Segment Open
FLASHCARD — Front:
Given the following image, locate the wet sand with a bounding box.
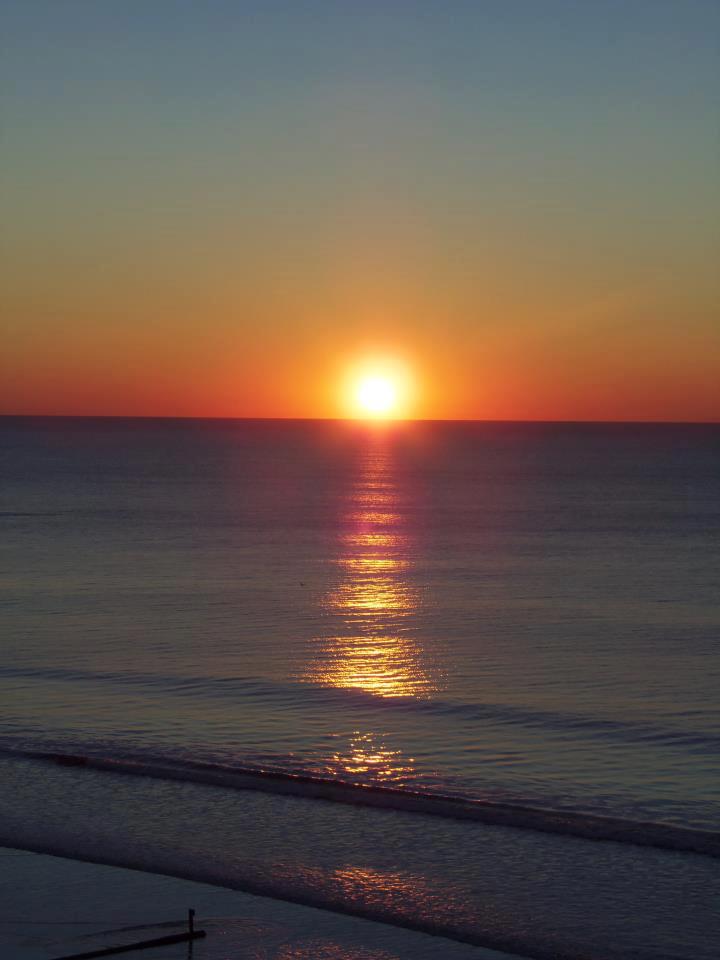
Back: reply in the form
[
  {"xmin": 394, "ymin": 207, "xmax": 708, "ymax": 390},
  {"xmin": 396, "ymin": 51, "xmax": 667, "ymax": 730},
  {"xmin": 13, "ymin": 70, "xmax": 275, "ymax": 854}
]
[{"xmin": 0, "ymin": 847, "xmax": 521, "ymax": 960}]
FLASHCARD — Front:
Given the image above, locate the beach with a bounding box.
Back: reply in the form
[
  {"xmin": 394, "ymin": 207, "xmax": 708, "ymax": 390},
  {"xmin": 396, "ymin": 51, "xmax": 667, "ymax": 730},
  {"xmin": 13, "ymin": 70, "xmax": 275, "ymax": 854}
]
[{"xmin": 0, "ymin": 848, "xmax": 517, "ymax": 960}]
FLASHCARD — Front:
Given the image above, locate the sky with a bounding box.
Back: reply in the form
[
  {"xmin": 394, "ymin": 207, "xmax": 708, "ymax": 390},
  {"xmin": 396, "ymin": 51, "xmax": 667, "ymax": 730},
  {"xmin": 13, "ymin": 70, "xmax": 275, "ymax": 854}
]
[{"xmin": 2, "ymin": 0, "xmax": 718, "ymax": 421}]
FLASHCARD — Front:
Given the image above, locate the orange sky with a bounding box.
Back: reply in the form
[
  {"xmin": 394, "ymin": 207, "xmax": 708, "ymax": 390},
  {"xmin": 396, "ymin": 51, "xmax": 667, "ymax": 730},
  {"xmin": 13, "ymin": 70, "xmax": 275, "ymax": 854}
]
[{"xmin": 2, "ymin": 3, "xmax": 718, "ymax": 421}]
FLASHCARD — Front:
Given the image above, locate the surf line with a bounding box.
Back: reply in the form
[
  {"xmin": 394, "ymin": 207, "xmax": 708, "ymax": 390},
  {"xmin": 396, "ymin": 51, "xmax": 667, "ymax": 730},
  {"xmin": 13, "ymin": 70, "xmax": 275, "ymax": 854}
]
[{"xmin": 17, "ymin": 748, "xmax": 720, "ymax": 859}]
Segment Closed
Segment Open
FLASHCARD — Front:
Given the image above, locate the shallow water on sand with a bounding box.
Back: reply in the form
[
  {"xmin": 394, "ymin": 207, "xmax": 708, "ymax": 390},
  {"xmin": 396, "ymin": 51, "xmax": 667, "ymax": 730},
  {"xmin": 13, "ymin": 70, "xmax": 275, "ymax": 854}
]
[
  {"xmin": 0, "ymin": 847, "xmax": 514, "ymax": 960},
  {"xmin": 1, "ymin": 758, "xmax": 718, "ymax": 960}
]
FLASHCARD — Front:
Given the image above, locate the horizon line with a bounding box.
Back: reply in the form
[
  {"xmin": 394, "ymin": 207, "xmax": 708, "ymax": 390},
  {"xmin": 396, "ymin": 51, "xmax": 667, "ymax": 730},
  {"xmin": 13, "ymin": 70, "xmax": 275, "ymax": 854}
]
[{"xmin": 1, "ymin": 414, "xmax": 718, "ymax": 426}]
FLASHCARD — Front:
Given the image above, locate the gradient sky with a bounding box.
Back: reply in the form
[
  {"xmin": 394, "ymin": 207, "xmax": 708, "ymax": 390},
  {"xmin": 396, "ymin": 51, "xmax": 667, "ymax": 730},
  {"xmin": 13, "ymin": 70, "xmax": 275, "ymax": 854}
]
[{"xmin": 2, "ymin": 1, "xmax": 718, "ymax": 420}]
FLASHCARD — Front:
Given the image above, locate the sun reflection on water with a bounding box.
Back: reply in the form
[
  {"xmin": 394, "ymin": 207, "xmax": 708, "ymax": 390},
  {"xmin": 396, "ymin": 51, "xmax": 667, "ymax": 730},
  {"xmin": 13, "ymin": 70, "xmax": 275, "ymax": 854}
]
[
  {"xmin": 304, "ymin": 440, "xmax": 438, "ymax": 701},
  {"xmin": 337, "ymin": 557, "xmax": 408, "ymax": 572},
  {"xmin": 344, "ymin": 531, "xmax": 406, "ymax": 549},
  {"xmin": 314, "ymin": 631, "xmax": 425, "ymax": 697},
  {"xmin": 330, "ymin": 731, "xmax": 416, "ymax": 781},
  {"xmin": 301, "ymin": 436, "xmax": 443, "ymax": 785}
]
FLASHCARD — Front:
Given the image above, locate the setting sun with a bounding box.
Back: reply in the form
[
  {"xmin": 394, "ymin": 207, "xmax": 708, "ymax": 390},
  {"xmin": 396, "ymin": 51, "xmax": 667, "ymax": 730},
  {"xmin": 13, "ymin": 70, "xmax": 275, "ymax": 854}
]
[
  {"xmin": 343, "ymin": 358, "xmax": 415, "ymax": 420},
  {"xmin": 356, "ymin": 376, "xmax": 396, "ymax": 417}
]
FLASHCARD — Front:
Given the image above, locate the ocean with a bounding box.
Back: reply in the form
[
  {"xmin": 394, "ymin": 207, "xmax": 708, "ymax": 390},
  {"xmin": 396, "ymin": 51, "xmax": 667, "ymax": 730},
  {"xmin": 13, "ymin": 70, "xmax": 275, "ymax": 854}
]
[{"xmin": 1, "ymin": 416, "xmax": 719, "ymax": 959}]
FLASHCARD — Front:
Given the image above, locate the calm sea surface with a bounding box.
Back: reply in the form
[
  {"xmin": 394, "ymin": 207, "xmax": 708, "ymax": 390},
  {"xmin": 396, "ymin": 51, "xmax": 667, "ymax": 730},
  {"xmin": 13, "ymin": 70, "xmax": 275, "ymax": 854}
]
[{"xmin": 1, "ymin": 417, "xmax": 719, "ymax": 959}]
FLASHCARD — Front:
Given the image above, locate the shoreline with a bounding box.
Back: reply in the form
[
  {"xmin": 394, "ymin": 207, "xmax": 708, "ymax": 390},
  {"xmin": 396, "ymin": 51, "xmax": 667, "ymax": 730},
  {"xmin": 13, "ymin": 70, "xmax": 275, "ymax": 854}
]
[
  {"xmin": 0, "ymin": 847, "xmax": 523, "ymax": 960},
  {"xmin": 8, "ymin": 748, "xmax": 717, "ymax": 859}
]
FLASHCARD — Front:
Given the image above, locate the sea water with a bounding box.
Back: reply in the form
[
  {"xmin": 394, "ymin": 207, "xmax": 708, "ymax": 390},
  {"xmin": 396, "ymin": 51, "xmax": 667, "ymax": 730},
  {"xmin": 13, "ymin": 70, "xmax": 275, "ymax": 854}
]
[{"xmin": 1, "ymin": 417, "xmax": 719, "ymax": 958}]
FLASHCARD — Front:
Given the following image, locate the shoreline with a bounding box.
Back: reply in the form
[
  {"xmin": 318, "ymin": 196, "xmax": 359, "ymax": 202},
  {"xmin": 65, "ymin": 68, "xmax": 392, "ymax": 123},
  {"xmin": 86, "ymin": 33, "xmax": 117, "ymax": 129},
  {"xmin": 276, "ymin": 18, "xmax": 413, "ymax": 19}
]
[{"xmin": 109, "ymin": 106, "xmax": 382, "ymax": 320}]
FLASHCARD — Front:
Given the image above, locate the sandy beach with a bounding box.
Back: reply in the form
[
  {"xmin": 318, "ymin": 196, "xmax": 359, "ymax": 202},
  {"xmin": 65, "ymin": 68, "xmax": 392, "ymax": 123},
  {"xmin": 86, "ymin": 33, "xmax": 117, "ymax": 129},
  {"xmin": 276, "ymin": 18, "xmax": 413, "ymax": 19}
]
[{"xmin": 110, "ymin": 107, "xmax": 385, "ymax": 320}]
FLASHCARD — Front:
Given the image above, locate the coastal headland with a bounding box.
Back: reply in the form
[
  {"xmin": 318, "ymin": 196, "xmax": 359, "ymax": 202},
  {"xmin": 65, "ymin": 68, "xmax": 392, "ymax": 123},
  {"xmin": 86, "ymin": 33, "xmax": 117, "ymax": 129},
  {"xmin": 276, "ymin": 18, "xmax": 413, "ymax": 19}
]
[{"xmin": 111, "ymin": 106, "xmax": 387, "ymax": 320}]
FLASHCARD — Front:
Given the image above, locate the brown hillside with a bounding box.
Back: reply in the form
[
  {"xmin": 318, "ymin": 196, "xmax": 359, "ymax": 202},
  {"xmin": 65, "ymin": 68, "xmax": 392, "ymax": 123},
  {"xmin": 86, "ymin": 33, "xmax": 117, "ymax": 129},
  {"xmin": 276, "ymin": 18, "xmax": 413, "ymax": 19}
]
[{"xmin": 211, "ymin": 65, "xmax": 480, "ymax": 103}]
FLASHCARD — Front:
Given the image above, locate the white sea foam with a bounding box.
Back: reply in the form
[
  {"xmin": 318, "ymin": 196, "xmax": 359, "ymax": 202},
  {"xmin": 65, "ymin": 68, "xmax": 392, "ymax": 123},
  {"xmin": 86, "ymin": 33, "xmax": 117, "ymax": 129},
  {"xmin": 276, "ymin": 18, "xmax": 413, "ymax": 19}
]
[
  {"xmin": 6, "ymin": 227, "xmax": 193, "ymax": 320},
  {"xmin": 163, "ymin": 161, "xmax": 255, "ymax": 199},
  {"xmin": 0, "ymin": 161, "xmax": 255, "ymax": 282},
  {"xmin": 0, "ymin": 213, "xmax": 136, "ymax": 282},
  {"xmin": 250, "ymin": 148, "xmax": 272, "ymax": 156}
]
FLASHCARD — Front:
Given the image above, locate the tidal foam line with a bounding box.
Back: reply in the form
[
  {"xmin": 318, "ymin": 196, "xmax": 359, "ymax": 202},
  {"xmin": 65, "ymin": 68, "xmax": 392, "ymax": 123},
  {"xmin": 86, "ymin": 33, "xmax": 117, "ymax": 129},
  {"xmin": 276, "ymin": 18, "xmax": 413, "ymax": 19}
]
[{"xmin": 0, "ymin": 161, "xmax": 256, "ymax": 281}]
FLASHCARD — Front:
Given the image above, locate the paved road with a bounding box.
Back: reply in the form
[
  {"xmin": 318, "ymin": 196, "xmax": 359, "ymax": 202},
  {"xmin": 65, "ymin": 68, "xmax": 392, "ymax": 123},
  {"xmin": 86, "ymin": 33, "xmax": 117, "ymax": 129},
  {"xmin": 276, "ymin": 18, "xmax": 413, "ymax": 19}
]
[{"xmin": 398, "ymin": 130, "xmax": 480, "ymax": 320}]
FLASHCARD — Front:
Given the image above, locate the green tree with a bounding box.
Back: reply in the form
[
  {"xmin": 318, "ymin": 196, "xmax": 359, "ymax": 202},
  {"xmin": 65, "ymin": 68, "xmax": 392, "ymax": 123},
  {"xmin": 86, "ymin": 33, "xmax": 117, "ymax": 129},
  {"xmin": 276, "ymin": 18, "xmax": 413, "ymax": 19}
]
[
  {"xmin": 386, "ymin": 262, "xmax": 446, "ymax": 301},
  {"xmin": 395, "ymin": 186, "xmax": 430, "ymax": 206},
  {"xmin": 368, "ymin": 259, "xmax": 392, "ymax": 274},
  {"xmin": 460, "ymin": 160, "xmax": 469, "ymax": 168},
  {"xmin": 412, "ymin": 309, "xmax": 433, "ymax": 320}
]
Segment Closed
Copy all lines from the material that include "foam".

Exercise output:
Given the image above, locate the white sea foam with a bounding box.
Given the image above, locate the tidal foam line with a bounding box.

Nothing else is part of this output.